(Excerpts from a dataset)
::::

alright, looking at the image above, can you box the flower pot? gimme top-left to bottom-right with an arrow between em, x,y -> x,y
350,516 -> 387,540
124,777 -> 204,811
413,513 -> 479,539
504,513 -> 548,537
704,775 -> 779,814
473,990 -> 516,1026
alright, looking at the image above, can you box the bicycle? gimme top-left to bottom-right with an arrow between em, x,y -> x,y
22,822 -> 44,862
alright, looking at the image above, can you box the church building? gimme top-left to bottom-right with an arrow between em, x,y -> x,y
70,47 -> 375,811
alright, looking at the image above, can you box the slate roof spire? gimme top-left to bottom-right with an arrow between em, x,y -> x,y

::::

Work task: Every entry is to be retyped word for word.

Answer box:
alright, looking at the image above, can you box the flower pot? gimme top-left to bottom-right with an arrow between em, x,y -> x,y
350,516 -> 387,540
124,777 -> 204,811
413,513 -> 479,539
504,513 -> 548,537
704,775 -> 779,814
473,990 -> 516,1026
alright, looking at the image above, can you box the bicycle? gimme top-left to bottom-right with an arrow between em, x,y -> x,y
22,822 -> 44,862
alright, looking at the image above, can you box the church building? gimme top-left to bottom-right with an arrow between em, x,y -> x,y
70,47 -> 375,811
alright, looking at the image above, can you box the slate roof spire? gimme top-left to bottom-right with an arrow between em, x,y -> x,y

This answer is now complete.